■ VOTRE OBJECTIF ■
Repérez chaque ligne du matériel ci-dessous qui contient la chaîne « sneaker », puis recopiez-la intégralement.

■ Entrées d'annotation de points sur image ■

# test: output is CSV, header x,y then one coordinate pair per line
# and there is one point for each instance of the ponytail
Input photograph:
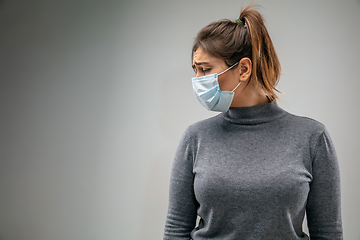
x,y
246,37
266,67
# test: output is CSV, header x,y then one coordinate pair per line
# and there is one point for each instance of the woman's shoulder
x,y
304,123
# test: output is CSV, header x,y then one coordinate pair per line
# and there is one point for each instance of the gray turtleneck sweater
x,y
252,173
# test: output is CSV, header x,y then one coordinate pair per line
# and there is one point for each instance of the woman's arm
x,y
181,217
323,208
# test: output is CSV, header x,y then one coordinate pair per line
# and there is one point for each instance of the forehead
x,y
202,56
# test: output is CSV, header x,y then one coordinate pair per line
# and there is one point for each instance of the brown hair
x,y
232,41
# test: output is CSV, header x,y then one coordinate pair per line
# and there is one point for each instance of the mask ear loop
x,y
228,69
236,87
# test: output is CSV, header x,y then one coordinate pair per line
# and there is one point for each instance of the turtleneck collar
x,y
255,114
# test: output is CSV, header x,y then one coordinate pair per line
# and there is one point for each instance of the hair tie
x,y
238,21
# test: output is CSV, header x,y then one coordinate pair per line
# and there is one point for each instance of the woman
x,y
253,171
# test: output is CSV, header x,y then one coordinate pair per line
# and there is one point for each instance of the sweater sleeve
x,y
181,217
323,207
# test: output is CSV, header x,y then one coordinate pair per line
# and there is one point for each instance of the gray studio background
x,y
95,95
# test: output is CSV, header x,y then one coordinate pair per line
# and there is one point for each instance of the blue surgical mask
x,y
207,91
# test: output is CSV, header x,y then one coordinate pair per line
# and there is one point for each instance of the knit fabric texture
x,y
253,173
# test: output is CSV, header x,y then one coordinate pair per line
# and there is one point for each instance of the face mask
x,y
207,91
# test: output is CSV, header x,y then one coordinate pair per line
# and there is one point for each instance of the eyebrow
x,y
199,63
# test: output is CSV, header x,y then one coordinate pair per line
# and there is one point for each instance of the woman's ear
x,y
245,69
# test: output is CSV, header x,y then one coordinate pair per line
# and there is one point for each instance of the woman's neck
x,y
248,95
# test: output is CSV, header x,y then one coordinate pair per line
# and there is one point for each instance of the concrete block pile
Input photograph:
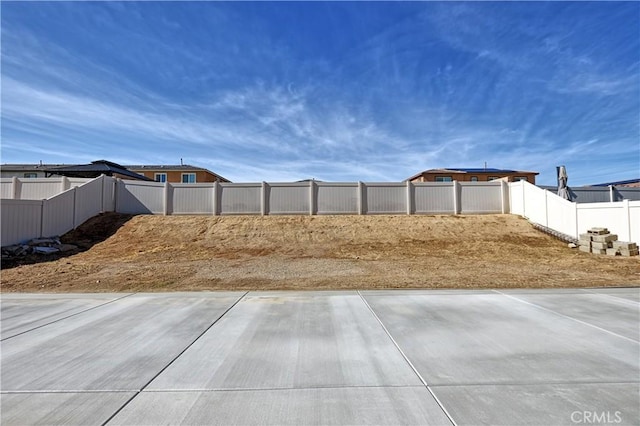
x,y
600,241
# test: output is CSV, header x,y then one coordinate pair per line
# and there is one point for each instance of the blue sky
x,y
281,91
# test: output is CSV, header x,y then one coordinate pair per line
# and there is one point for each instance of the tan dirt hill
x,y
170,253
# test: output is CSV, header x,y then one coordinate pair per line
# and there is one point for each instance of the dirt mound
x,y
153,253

---

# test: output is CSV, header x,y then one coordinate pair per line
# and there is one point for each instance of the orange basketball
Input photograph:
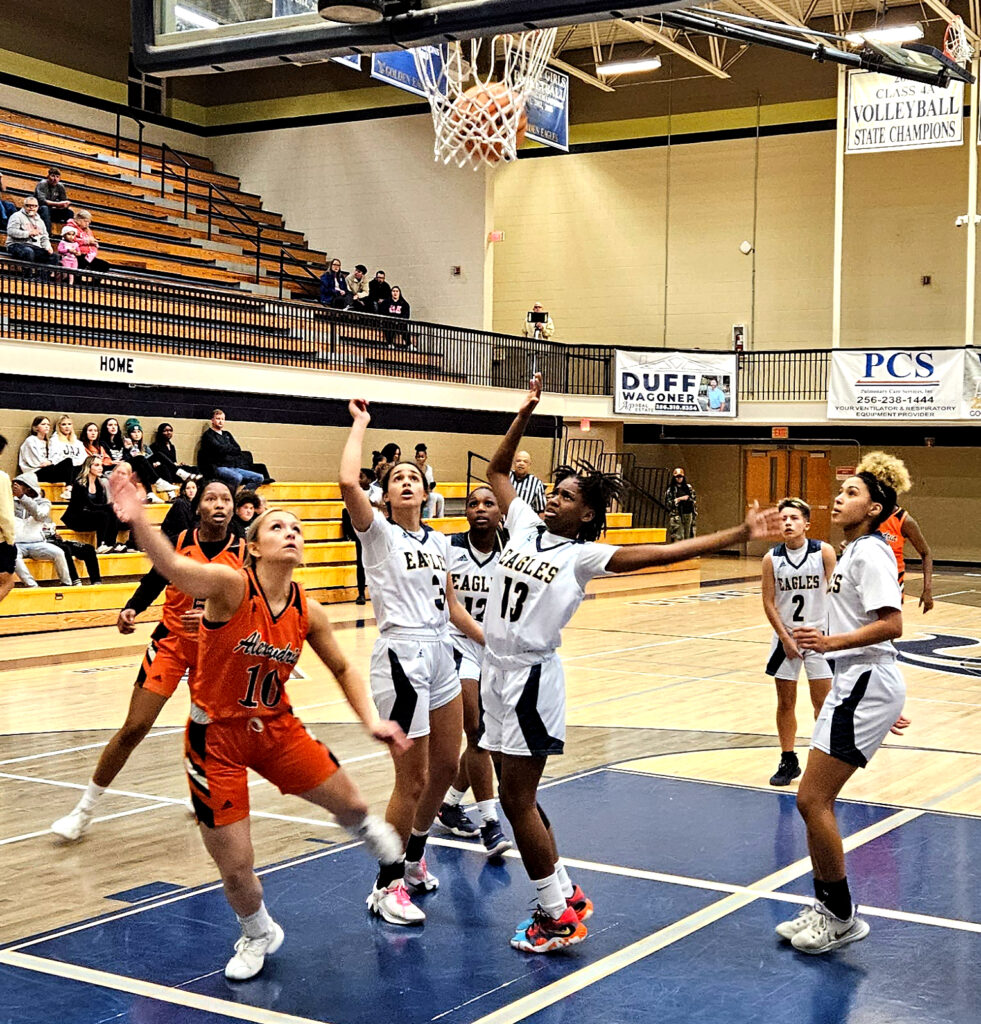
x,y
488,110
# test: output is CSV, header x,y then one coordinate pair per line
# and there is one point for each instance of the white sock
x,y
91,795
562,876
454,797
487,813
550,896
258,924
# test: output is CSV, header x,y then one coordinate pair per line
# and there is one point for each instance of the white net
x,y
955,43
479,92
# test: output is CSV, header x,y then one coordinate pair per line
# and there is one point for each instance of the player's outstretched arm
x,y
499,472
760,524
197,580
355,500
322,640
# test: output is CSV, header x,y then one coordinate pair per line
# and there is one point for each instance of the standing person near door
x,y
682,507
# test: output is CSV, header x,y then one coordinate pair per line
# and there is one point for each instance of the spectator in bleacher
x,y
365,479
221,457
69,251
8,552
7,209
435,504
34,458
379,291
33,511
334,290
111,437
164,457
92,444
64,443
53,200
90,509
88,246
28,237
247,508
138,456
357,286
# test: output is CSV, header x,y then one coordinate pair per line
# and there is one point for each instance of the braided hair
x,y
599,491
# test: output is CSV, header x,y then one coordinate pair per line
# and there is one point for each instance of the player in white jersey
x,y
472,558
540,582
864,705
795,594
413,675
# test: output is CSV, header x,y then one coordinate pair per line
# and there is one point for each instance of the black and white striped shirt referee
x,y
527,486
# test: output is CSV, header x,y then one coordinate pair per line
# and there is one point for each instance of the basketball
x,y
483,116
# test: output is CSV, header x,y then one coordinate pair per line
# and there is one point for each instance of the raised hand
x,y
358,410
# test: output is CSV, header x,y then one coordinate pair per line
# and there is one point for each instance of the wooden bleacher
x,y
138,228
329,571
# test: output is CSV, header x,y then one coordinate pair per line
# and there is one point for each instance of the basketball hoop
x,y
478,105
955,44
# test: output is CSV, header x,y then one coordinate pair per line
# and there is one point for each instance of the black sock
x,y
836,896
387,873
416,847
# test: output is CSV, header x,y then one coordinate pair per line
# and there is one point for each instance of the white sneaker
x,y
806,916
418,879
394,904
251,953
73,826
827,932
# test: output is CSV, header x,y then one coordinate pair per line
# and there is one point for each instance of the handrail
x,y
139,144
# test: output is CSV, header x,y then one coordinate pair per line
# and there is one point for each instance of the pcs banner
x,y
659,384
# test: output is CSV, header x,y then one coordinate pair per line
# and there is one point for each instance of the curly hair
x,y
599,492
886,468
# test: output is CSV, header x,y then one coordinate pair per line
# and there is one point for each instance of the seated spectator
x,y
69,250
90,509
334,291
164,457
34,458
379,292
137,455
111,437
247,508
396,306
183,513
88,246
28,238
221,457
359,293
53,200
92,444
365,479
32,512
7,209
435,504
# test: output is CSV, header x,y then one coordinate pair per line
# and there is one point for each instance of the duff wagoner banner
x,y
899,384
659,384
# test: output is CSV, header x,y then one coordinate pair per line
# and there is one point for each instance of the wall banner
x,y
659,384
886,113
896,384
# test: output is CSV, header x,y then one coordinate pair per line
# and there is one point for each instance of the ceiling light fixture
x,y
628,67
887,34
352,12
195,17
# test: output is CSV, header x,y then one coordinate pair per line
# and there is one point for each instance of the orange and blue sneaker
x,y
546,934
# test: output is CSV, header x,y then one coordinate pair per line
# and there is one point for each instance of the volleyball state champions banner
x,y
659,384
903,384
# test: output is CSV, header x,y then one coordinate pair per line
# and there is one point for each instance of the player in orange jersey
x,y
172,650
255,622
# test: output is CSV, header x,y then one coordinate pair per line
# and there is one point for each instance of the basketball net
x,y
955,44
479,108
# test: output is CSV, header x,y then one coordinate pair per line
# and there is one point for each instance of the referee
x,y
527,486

■ RÉPONSE RÉDIGÉE ■
# and there is one point for each instance of the white sneaker
# and there is one point for each instance of the orange and blue sneaker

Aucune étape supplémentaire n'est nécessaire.